Stored dataset items
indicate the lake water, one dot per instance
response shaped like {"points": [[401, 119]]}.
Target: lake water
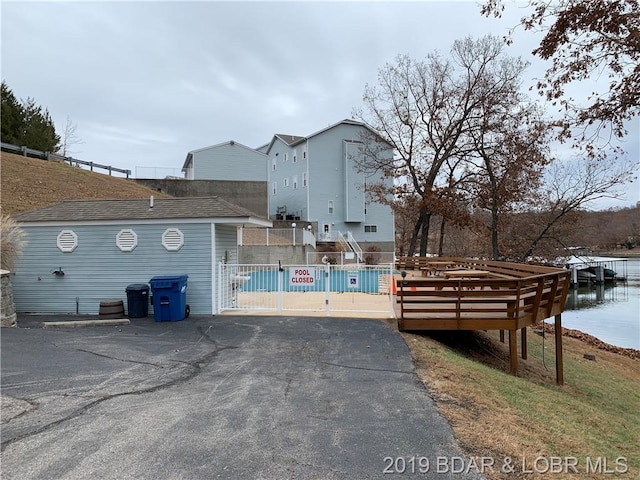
{"points": [[610, 313]]}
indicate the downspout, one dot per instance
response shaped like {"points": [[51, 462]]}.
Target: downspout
{"points": [[308, 183]]}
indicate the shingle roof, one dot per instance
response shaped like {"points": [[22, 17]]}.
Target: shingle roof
{"points": [[127, 209]]}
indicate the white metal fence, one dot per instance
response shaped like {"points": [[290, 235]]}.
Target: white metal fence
{"points": [[323, 288]]}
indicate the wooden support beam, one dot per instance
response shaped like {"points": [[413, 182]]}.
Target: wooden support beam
{"points": [[513, 351], [559, 364]]}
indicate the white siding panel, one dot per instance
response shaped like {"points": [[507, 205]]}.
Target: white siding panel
{"points": [[98, 270], [230, 162]]}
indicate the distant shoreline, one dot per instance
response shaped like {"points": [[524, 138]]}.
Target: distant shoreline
{"points": [[633, 253]]}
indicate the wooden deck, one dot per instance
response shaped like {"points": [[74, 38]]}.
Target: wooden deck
{"points": [[435, 293]]}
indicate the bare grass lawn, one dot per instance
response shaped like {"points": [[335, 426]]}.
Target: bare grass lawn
{"points": [[528, 419]]}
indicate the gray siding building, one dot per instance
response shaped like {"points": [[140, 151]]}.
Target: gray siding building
{"points": [[101, 246], [230, 161], [317, 179]]}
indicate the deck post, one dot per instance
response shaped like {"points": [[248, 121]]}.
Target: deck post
{"points": [[559, 364], [513, 351]]}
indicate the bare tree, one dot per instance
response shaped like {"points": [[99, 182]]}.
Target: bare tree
{"points": [[511, 146], [69, 139], [568, 187], [424, 110], [583, 39]]}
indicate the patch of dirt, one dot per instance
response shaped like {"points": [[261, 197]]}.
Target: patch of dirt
{"points": [[595, 342], [31, 183]]}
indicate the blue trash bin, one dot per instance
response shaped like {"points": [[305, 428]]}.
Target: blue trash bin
{"points": [[169, 297], [137, 300]]}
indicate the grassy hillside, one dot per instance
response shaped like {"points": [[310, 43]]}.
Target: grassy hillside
{"points": [[29, 183]]}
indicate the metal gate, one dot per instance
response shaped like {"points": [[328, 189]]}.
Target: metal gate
{"points": [[325, 288]]}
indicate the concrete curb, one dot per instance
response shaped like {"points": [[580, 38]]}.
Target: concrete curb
{"points": [[86, 323]]}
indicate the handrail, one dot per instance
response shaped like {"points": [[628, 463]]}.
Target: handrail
{"points": [[26, 151], [354, 246]]}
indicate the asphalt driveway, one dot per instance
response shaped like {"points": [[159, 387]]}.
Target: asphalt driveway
{"points": [[219, 397]]}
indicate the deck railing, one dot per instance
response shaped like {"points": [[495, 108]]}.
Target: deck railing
{"points": [[436, 293]]}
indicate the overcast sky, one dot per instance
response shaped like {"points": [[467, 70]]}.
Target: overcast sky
{"points": [[146, 82]]}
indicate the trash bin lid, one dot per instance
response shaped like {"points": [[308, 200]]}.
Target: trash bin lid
{"points": [[169, 278]]}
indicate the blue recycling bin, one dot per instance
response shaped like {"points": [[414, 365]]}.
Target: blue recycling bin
{"points": [[169, 297]]}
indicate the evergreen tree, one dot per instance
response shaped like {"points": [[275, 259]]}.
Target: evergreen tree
{"points": [[11, 117], [26, 123]]}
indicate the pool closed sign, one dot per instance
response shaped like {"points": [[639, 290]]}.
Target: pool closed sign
{"points": [[302, 276]]}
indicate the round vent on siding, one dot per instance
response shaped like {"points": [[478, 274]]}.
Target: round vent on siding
{"points": [[126, 240], [172, 239], [67, 241]]}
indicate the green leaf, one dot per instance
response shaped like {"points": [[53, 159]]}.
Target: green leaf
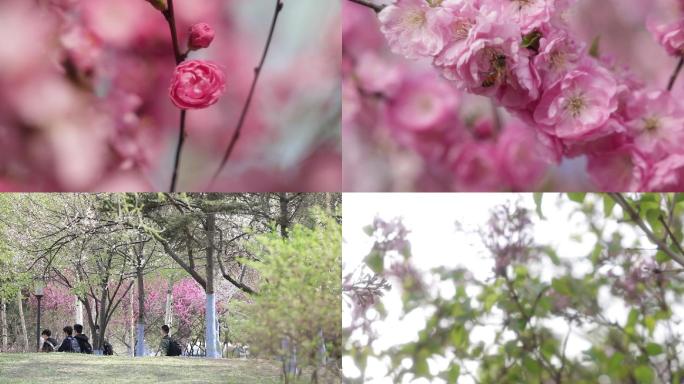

*Task goal*:
Give every entry again verbatim, with no pictures.

*Result*:
indicate the lake water, one dot per instance
response shaped like {"points": [[401, 119]]}.
Target: lake water
{"points": [[610, 313]]}
indicate the downspout, one dot per instance
response shaped like {"points": [[51, 462]]}.
Target: downspout
{"points": [[308, 183]]}
indicate the shingle roof, one dot per instance
response shaped like {"points": [[22, 17]]}.
Target: shingle roof
{"points": [[127, 209]]}
indicate the white metal fence, one dot per instance
response shaped like {"points": [[290, 235]]}.
Target: white metal fence
{"points": [[323, 288]]}
indicate the wooden support beam, one dot per instance
response shaped like {"points": [[413, 182]]}.
Target: wooden support beam
{"points": [[513, 351], [559, 364]]}
indicate the white siding panel, one dot per instance
response shaped like {"points": [[507, 205]]}.
Target: white siding panel
{"points": [[98, 270], [230, 162]]}
indicate the distant shoreline, one dot per instance
response shaped like {"points": [[524, 138]]}.
Target: distant shoreline
{"points": [[633, 253]]}
indicate the wooden deck, one dot per instance
response shaped like {"points": [[74, 38]]}.
Target: wooden deck
{"points": [[435, 293]]}
indicate the bare grass lawn, one dot per instance
response shaped like {"points": [[335, 426]]}.
Target: bare grass lawn
{"points": [[528, 419]]}
indicate the gray siding building, one dot per instance
response shaped like {"points": [[140, 151]]}.
Target: gray siding building
{"points": [[101, 246], [230, 161], [317, 179]]}
indicate the deck post, one dot per instance
response shaped like {"points": [[248, 121]]}.
Target: deck post
{"points": [[559, 364], [513, 351]]}
indicate the bare tree, one dot per instance
response shaped like {"points": [[99, 182]]}.
Target: bare tree
{"points": [[511, 146], [69, 139], [568, 187], [424, 110], [583, 39]]}
indicate the patch of dirt, one dot per instance
response shaped like {"points": [[261, 197]]}.
Target: patch of dirt
{"points": [[595, 342], [31, 183]]}
indicate the blue trash bin, one dot per instance
response shaped like {"points": [[305, 428]]}.
Target: blue trash bin
{"points": [[169, 297], [137, 300]]}
indicate the grassy hillside, one dot per instance
response shaped like {"points": [[310, 43]]}.
Target: grassy hillside
{"points": [[29, 183]]}
indicate the metal gate, one dot per instance
response shaped like {"points": [[328, 189]]}.
Target: metal gate
{"points": [[325, 288]]}
indicate the concrete curb, one dot per instance
response shaped like {"points": [[580, 38]]}.
Target: concrete curb
{"points": [[86, 323]]}
indicate the handrail, one dot per instance
response shaped like {"points": [[628, 463]]}.
Target: handrail
{"points": [[26, 151], [354, 246]]}
indicate the asphalt driveway, one dot per instance
response shaped like {"points": [[159, 387]]}.
Target: asphalt driveway
{"points": [[219, 397]]}
indicate the deck railing, one dot per instance
response shaped like {"points": [[495, 108]]}.
Target: deck railing
{"points": [[436, 293]]}
indicate the overcast sky, one dot per instance
response shaped like {"points": [[467, 70]]}.
Target: overcast sky
{"points": [[146, 82]]}
indicate the trash bin lid, one dot per instance
response shaped like {"points": [[308, 200]]}.
Target: trash bin lid
{"points": [[169, 278]]}
indicate the blue recycling bin, one dot per instance
response shaped like {"points": [[414, 365]]}.
Target: blue recycling bin
{"points": [[169, 297]]}
indicate the evergreen tree, one dot per instance
response shaped like {"points": [[275, 259]]}.
Target: evergreen tree
{"points": [[11, 117], [26, 123]]}
indicate the pool closed sign, one dot per instance
response shaped like {"points": [[639, 290]]}.
Target: pool closed sign
{"points": [[302, 276]]}
indicate the round vent on siding, one dot per instance
response shaped like {"points": [[478, 274]]}.
Target: round vent on siding
{"points": [[126, 240], [172, 239], [67, 241]]}
indicate the green leaf, one dot per instance
response shaped like {"points": [[53, 159]]}.
Target: green leaf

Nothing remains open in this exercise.